- **PROBLEM TO WORK ON**: Locate every line in the items below that contains the word "metal", and copy each of those lines. Match the case of the word exactly.

A section of a data file

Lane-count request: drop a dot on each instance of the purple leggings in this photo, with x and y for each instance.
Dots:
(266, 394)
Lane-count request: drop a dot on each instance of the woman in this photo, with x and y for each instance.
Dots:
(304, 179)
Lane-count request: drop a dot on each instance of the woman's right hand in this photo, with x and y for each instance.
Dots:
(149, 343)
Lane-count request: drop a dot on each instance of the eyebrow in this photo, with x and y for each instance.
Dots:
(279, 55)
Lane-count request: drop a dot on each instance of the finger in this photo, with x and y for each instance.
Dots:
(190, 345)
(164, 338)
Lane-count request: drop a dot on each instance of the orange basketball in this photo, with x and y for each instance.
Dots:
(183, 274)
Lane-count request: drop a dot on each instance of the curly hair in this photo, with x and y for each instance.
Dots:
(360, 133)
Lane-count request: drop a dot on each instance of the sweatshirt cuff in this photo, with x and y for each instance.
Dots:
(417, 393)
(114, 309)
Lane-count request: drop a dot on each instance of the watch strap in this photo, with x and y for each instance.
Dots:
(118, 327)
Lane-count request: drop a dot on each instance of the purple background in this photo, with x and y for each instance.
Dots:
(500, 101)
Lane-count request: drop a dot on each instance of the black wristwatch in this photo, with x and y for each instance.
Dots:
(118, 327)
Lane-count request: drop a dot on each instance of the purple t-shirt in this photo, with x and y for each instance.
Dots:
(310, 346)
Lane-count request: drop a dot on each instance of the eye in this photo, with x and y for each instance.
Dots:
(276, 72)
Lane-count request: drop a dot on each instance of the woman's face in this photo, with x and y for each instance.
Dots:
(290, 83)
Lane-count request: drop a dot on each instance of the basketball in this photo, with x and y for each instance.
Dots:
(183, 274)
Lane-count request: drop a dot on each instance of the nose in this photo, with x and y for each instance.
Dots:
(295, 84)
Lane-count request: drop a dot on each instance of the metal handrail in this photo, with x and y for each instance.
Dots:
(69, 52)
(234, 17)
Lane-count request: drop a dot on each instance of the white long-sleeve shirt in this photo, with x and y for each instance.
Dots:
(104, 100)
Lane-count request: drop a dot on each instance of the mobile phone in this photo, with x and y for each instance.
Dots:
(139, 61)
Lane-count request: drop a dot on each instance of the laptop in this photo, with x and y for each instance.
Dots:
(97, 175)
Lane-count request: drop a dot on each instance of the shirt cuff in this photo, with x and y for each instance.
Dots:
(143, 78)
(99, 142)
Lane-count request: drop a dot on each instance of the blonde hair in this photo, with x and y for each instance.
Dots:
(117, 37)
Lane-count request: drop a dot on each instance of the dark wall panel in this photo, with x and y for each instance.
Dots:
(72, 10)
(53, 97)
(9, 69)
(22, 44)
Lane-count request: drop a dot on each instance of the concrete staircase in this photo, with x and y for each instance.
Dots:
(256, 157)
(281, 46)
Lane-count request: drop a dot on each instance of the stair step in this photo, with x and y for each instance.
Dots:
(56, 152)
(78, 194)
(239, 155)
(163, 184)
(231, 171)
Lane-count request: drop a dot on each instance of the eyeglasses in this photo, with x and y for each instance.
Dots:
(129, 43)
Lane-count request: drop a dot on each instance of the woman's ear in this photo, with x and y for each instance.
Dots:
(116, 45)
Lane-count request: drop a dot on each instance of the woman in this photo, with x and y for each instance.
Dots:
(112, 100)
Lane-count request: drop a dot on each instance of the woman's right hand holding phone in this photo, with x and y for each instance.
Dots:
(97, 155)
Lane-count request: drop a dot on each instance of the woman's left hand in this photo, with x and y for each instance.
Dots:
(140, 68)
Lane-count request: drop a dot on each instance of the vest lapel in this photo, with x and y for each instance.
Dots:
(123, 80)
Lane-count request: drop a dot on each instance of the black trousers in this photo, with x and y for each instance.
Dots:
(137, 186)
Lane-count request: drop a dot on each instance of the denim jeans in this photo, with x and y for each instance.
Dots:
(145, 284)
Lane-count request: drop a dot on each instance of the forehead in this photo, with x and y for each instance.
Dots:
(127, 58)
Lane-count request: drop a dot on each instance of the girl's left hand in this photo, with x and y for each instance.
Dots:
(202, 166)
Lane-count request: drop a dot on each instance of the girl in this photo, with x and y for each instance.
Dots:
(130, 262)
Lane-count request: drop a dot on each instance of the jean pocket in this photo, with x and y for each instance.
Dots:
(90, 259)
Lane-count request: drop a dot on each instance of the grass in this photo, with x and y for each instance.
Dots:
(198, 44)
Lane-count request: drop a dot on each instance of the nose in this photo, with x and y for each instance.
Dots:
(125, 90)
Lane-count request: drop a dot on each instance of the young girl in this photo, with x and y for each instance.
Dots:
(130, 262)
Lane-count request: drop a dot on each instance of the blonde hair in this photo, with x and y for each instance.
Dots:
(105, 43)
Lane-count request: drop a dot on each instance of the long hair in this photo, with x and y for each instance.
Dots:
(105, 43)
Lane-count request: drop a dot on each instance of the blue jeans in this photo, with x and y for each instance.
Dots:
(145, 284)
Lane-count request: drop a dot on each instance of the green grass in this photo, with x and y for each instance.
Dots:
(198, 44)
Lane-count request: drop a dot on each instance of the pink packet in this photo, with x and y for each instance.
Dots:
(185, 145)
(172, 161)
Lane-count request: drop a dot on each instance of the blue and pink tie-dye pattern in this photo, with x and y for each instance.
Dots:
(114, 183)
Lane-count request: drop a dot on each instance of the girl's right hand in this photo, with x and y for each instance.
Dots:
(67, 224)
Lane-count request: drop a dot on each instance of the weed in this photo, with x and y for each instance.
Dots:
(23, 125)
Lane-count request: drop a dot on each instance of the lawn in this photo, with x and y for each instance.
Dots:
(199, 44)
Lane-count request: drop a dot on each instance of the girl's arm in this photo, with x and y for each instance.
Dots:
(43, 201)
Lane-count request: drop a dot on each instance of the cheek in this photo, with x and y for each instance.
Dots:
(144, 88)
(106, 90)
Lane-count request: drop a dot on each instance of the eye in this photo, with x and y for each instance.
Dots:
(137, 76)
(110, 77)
--
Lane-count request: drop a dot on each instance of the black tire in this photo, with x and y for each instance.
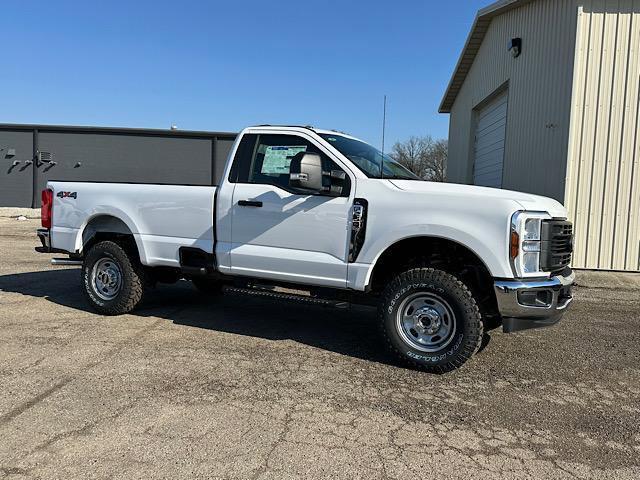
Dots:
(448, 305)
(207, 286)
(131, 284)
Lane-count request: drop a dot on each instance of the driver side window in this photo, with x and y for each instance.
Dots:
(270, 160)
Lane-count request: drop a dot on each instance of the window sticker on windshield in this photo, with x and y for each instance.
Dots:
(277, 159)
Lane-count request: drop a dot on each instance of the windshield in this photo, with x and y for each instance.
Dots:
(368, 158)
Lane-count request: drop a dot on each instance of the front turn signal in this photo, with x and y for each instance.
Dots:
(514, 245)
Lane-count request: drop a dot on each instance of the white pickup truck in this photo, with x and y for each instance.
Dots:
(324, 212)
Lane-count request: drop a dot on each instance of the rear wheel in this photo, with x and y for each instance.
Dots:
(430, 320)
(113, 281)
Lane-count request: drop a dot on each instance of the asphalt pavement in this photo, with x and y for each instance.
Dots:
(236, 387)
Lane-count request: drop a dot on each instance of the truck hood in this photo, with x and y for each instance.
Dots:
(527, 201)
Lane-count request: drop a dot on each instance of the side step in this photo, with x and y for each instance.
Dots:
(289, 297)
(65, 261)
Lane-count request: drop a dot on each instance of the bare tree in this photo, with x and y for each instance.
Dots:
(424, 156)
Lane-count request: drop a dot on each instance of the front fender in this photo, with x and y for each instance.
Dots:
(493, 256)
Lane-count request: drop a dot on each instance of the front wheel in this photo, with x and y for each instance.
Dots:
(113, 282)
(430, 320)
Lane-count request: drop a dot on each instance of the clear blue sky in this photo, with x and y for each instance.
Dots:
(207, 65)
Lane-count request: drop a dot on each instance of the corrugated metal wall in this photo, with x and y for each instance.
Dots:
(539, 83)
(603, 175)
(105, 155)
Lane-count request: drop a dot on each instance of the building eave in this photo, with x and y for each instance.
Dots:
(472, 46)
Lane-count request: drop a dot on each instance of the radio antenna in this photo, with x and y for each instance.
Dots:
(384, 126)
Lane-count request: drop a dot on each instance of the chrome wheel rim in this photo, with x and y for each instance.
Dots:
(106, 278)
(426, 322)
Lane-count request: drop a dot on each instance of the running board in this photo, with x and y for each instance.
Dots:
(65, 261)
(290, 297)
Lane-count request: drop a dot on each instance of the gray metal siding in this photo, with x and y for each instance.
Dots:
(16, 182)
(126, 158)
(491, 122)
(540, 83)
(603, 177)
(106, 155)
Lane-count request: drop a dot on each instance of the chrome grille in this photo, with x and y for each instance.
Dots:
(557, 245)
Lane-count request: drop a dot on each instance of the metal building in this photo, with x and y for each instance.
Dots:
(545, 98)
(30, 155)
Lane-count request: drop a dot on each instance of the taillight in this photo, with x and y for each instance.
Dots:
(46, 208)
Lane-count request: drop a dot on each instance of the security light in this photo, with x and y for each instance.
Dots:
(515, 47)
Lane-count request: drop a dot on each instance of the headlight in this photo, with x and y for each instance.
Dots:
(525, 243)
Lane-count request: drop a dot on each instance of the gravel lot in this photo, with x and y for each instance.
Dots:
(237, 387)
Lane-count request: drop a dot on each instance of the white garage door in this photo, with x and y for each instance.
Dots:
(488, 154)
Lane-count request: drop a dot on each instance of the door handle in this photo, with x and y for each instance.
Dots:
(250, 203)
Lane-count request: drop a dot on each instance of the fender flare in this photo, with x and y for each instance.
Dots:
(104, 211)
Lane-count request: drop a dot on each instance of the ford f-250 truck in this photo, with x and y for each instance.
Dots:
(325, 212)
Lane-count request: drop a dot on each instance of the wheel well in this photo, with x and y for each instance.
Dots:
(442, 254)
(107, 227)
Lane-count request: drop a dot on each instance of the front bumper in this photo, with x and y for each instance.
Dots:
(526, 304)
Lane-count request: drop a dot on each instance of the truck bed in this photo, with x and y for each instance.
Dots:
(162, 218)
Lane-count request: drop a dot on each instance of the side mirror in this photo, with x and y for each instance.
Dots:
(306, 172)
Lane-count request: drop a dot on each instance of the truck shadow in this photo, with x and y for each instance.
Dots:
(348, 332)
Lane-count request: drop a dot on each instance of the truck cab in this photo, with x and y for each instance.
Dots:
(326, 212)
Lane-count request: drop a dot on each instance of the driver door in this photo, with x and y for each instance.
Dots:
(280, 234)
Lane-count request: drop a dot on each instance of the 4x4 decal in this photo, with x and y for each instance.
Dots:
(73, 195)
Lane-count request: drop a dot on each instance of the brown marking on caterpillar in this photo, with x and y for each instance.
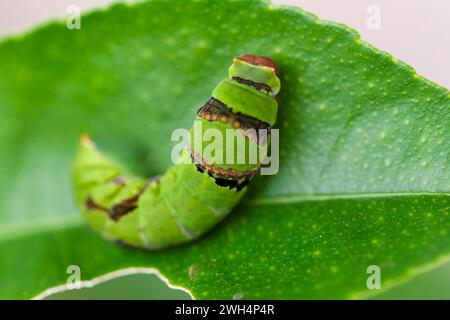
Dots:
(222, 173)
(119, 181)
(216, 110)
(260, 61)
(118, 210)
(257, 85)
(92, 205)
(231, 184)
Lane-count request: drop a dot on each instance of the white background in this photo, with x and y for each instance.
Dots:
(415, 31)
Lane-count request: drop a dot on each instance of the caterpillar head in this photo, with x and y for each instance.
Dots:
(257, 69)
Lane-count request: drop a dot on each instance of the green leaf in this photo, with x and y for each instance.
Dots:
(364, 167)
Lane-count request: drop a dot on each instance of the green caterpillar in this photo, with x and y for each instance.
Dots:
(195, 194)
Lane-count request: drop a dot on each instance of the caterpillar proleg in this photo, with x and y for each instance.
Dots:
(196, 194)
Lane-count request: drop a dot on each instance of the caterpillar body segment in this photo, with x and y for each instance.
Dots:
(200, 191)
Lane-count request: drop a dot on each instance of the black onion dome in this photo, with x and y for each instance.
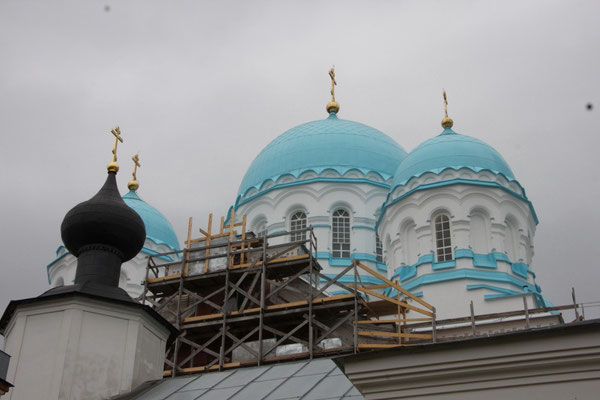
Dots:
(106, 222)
---
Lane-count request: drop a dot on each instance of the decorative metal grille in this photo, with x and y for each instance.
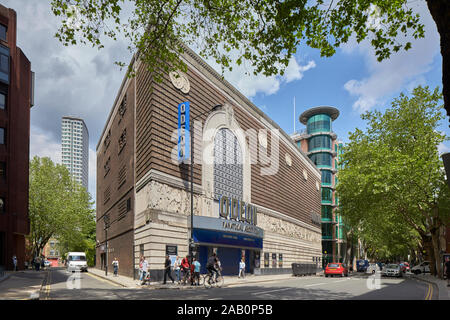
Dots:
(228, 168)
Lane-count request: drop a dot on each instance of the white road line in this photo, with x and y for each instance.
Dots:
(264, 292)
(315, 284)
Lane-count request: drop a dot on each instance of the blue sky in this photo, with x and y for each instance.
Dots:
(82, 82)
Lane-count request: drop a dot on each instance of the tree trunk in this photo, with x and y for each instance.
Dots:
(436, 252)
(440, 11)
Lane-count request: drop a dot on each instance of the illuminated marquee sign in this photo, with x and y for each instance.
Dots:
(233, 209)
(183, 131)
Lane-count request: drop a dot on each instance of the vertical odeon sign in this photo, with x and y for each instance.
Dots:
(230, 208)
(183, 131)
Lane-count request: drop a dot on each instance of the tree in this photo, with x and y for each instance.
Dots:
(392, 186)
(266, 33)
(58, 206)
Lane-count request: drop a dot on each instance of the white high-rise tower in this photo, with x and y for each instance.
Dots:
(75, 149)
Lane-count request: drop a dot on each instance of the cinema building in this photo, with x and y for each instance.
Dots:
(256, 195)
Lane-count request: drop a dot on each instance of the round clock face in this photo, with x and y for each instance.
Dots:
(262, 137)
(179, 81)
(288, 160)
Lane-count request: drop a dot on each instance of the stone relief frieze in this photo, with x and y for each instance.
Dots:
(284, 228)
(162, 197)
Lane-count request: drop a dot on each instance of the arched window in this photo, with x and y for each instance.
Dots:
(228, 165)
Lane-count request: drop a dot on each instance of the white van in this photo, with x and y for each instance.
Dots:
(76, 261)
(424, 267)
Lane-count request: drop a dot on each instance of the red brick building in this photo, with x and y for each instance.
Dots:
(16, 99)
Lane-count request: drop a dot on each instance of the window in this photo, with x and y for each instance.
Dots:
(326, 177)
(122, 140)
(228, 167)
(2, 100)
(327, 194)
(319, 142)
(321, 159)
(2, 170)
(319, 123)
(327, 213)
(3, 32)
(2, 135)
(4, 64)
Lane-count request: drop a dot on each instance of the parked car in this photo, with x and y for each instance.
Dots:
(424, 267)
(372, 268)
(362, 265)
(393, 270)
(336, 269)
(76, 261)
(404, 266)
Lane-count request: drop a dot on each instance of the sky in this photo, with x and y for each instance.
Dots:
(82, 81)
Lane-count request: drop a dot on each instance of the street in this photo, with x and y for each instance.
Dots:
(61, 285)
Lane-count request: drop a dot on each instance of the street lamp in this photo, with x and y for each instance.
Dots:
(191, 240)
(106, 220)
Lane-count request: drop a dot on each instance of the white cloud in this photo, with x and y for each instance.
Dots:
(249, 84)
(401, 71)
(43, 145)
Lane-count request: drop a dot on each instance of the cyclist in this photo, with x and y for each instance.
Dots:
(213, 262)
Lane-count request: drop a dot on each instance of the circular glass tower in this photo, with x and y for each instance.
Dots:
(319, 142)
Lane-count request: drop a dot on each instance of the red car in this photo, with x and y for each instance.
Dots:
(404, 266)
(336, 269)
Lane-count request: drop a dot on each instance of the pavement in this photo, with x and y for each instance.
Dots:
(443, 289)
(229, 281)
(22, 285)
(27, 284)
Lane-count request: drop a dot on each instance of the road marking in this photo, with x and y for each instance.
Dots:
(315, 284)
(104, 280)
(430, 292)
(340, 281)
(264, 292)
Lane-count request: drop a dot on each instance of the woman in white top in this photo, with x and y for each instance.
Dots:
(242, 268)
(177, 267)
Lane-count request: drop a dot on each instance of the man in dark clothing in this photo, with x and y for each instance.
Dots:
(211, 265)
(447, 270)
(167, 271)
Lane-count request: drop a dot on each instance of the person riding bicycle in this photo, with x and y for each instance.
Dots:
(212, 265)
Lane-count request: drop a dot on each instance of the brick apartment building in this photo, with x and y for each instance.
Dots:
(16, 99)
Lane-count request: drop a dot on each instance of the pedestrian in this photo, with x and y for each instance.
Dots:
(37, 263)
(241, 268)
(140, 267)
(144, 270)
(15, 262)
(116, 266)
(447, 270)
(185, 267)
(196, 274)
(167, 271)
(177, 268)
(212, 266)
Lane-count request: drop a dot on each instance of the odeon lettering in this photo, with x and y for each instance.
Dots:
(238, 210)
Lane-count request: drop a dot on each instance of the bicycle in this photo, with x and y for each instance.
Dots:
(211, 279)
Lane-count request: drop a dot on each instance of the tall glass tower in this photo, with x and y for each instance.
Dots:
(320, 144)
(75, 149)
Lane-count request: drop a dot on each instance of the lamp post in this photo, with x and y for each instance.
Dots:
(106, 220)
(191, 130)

- **WRITTEN RESPONSE**:
Lane-count request: drop a dot on each instance of the metal handrail in this photo, with x and y for each instance.
Lane-count request: drop a dot on each instance of the corrugated metal wall in this photo, with x and y for each instance.
Lane-count request: drop a dot on each instance of the gray metal siding in this photo, with x and y for each instance.
Lane-count request: drop a dot on each instance of the metal building in this photo, with x and y for each instance.
Lane-count request: drop a dot on each instance of the decorative metal grille in this photo, with x and y for each instance.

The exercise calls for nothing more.